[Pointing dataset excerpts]
[Begin]

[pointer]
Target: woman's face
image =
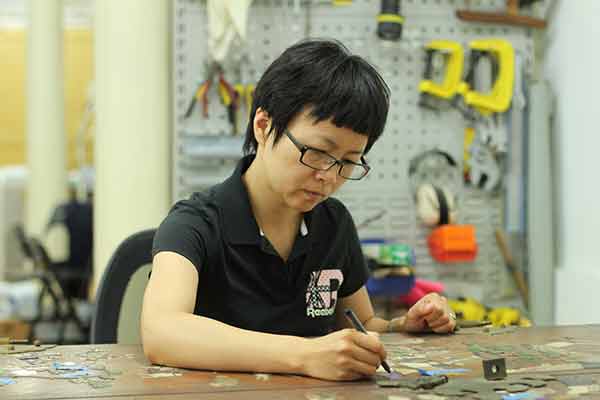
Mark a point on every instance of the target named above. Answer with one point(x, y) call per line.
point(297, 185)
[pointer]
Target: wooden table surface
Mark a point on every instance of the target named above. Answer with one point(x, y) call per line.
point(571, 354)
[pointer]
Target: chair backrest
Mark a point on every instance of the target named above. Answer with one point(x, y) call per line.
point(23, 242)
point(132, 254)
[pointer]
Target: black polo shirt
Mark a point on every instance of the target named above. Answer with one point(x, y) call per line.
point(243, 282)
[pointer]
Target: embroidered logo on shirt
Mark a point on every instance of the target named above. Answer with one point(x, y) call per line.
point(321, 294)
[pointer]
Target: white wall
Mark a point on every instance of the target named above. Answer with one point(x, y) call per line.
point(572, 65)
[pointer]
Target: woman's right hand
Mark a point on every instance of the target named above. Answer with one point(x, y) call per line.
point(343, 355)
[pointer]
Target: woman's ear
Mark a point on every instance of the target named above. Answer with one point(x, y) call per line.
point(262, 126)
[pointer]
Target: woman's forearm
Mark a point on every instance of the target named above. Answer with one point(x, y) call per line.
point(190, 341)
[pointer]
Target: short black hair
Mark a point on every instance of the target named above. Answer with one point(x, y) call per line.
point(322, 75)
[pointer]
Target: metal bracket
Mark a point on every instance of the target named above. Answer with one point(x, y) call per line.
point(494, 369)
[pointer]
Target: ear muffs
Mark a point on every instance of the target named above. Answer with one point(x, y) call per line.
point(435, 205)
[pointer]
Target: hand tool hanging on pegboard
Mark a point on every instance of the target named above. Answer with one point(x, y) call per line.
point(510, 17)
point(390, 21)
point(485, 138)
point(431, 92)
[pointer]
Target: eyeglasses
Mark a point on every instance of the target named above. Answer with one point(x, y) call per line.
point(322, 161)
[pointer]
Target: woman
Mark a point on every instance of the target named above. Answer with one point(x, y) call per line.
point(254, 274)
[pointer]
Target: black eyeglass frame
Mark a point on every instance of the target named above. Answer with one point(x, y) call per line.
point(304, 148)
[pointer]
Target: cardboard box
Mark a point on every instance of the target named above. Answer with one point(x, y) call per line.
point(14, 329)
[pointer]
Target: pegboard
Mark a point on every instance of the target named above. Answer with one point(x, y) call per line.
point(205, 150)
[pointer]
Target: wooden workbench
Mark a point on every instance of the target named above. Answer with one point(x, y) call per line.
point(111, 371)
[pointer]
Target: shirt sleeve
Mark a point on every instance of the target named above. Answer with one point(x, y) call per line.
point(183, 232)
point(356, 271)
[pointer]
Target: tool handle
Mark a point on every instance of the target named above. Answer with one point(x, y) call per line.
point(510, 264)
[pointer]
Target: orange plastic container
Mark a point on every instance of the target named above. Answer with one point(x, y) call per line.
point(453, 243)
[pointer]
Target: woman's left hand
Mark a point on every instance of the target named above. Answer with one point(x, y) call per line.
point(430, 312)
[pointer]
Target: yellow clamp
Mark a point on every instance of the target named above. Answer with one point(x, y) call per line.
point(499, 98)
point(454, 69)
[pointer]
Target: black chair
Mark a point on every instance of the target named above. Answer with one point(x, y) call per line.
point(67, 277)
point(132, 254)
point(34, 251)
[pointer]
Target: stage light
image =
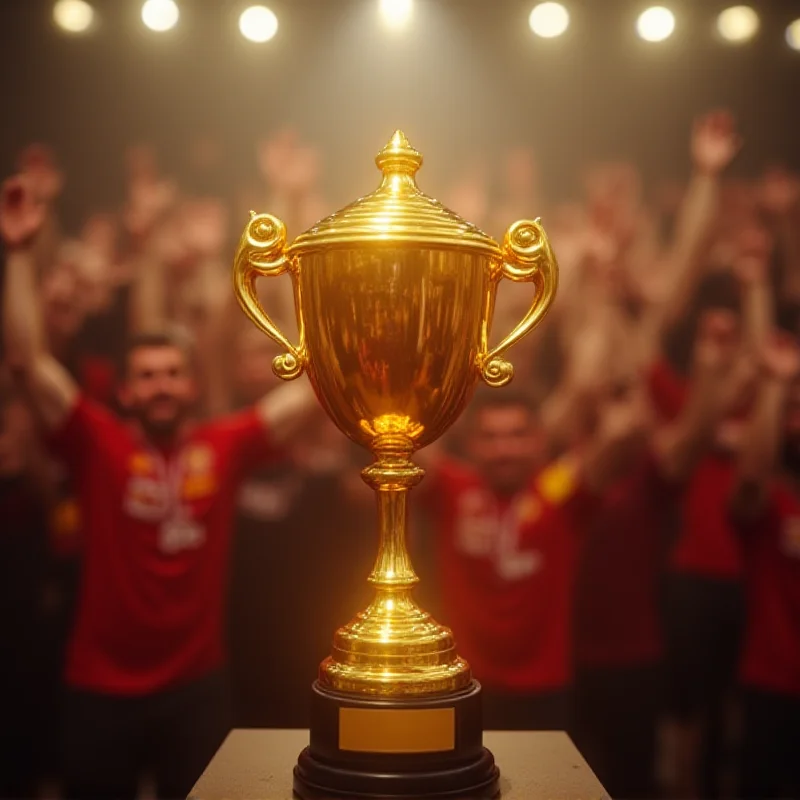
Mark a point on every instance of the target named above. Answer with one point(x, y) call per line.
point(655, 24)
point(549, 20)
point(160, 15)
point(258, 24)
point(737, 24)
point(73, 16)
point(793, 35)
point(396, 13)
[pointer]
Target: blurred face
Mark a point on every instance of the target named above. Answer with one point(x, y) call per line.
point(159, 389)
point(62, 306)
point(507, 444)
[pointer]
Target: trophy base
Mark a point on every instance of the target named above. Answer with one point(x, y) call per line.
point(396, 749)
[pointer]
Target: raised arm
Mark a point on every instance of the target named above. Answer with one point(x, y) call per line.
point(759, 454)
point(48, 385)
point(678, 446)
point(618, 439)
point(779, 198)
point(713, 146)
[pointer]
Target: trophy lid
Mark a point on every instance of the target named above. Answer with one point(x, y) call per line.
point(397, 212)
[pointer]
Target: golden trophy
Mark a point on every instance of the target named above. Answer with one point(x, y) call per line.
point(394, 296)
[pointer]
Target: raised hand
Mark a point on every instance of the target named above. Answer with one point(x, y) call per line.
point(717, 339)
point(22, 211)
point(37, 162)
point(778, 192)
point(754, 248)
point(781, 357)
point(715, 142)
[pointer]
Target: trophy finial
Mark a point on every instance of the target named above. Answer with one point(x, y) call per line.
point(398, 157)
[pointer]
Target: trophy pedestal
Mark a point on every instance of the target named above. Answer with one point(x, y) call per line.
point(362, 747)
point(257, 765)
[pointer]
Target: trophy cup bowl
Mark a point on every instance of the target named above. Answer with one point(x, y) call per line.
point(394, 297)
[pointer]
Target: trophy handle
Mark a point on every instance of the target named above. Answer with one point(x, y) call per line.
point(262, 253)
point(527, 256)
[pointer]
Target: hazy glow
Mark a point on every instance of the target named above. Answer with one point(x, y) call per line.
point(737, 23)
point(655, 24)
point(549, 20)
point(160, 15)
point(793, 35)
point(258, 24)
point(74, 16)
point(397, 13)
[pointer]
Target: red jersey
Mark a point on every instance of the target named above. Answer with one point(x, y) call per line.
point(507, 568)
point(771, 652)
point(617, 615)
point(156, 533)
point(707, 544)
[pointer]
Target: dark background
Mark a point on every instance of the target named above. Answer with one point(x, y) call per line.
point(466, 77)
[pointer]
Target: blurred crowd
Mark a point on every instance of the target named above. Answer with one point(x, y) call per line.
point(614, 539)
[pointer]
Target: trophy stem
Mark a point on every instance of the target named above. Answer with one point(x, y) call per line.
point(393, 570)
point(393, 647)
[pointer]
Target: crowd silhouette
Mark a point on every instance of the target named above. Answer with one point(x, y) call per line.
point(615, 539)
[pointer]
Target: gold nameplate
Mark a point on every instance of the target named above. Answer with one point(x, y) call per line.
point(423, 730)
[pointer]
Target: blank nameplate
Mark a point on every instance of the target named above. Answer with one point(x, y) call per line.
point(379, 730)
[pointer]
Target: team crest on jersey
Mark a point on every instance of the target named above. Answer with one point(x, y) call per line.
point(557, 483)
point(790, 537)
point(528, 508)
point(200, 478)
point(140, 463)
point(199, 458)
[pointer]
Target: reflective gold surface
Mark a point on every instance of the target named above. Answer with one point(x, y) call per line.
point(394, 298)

[End]

Problem statement:
Print the records above line for line, leaving out the pictures.

Task solution:
[pointer]
Target: woman's face
image =
Mark a point on every instance of the target named above. Answer with one point(x, y) call per line.
point(297, 185)
[pointer]
Target: wooden table surface
Mark a point on every instance of the target named above. Answer with one point(x, y) call per line.
point(571, 354)
[pointer]
Target: chair backrest
Mark a point on every instance of the target named above. Answer with one point(x, y) call per line.
point(23, 242)
point(132, 254)
[pointer]
Target: black polo shirt
Mark a point on every instance of the target named above. Answer with one point(x, y) call per line.
point(243, 282)
[pointer]
Target: embroidered logo on shirt
Mark a point on every instance of the target named above. Answer with one point(x, y) call per line.
point(321, 294)
[pointer]
Target: white wall
Mark a point on every instance of the target named above. Answer with one point(x, y) call per line.
point(572, 65)
[pointer]
Target: woman's right hand
Mark a point on every instance of the target named above. Answer with one point(x, y) call per line.
point(343, 355)
[pointer]
Target: woman's ear
Mark a point on every instance of the target named above. Answer with one point(x, y) call per line.
point(262, 126)
[pointer]
Target: woman's forearm
Mark a point on every instance of the target named above. Answer with one point(x, y) call per line.
point(190, 341)
[pointer]
Target: short black hair
Mark a point on every instance of the target named above. Answer with one point(x, y) call per line.
point(322, 75)
[pointer]
Target: metal bracket
Mark a point on every instance of the target named above. Answer with one point(x, y) call per line.
point(494, 369)
[pointer]
Target: ear muffs
Mark a point on every instance of the target named above. Answer with one point(x, y) call per line.
point(435, 205)
[pointer]
Target: hand tool hanging on pegboard
Mark a point on every instance of the target named above. Answer with one point(x, y) call per line.
point(510, 17)
point(390, 21)
point(485, 138)
point(431, 92)
[pointer]
Target: eyeglasses
Mark a point on every instance of the target named above. Answer with one point(x, y) call per line.
point(322, 161)
[pointer]
Target: woman
Mark a point on every instance of the target named above. Answer with one point(x, y) call per line.
point(254, 274)
[pointer]
Target: black eyeglass frame
Mark a point on every instance of the target named above. Answer with one point(x, y) call per line.
point(304, 148)
[pointer]
Target: cardboard box
Mark a point on every instance of the target named above. Answer with one point(x, y) call per line.
point(14, 329)
[pointer]
Target: pegboard
Mark a point on every instance of the target named above. Answer with one point(x, y) call per line.
point(205, 150)
[pointer]
Target: wooden workbench
Mark a point on every instance of the target named above. Answer with one point(x, y) call per line.
point(111, 371)
[pointer]
Target: shirt sleeve
Mark a point on every instance of the target named above. Answer with one point(x, y) call per line.
point(183, 232)
point(356, 271)
[pointer]
Target: tool handle
Mark a point on every instance of the target named above. Answer with one point(x, y) call per line.
point(510, 264)
[pointer]
Target: orange plastic container
Mark a point on every instance of the target named above. Answer with one point(x, y) call per line.
point(453, 243)
[pointer]
Target: woman's left hand
Mark a point on every instance of the target named above. Answer with one point(x, y) call per line.
point(430, 312)
[pointer]
Target: yellow clamp
Mark a point on every instance of the target named above. Answer with one point(x, y) call per line.
point(499, 98)
point(454, 69)
[pointer]
Target: black chair
Mark a point on every instance of the target named above. Answer with one point(x, y) call per line.
point(67, 277)
point(132, 254)
point(34, 251)
[pointer]
Target: stage light
image =
Mark a point on every instance of the target named above. Answer with one point(x, y) call per line.
point(655, 24)
point(549, 20)
point(160, 15)
point(258, 24)
point(737, 24)
point(73, 16)
point(793, 35)
point(396, 13)
[pointer]
Target: blurred face
Mark a point on every instance of the target named above. Answer with one point(x, y) call per line.
point(159, 389)
point(62, 306)
point(507, 444)
[pointer]
Target: trophy base
Mark a point on every instance of the target named above. Answer with one point(x, y) call per line.
point(396, 749)
[pointer]
Target: raised arm
Mark a point on every instance of the target named above. Answer with one point(x, y) call per line.
point(759, 454)
point(48, 385)
point(678, 446)
point(618, 439)
point(779, 198)
point(713, 146)
[pointer]
Target: trophy lid
Mark a point on every instance of the target named above. Answer with one point(x, y) call per line.
point(397, 212)
[pointer]
Target: golden trophy
Mark a point on every instance of the target named above. Answer with one point(x, y) call per line.
point(394, 296)
[pointer]
Target: raised hand
Mark a point on every instance of the target named above. Answer with one point(x, y) call per line.
point(717, 339)
point(22, 211)
point(37, 162)
point(778, 192)
point(754, 248)
point(781, 357)
point(715, 142)
[pointer]
Target: trophy finial
Mark a point on every instance of the target named above. Answer with one point(x, y) call per line.
point(398, 157)
[pointer]
Target: trophy pedestal
Mark a point on every instance of the target named above. Answer with one point(x, y) call per line.
point(362, 747)
point(257, 765)
[pointer]
Target: trophy cup bowl
Mark a point on every instance of the target named above. Answer with one point(x, y) call per line.
point(394, 297)
[pointer]
Target: trophy handle
Mark a point on every instance of the target named above. Answer with one point(x, y) call per line.
point(262, 253)
point(527, 256)
[pointer]
Target: hazy glow
Mark a point on every instance of the target named above. Answer with one point(x, y) call per line.
point(737, 23)
point(655, 24)
point(549, 20)
point(160, 15)
point(793, 35)
point(258, 24)
point(74, 16)
point(397, 13)
[pointer]
Target: red jersey
Mark a point on every instance of the target named above. Answer with one point(x, y) call per line.
point(507, 568)
point(771, 652)
point(617, 615)
point(156, 533)
point(707, 544)
[pointer]
Target: dark background
Mark a point on every instance of the target named above. Answer with one point(x, y) call per line.
point(466, 77)
[pointer]
Target: blurred crowd
Mark a point on every instance of the target named above. Answer with one point(x, y) call per line.
point(614, 539)
[pointer]
Target: trophy stem
Mark a point on every instance of the target named above. Answer with one point(x, y) call per line.
point(393, 570)
point(393, 647)
[pointer]
Target: crowd silhouette
Mark a point on every instance of the target named above. Answer with one point(x, y) call per line.
point(615, 539)
[pointer]
Target: gold nameplate
Mark a point on every instance of the target named above. Answer with one point(x, y) call per line.
point(423, 730)
[pointer]
Target: blank nameplate
Mark a point on every instance of the target named above. Answer with one point(x, y) call per line.
point(379, 730)
[pointer]
Target: team crest on jersey
Mark a point on every instance of the target named above. Answer with one point(x, y) call per line.
point(557, 483)
point(790, 537)
point(528, 508)
point(200, 478)
point(140, 463)
point(199, 458)
[pointer]
Target: reflective gold surface
Mark a point on every instance of the target named above. Answer with one point(x, y) call per line.
point(394, 298)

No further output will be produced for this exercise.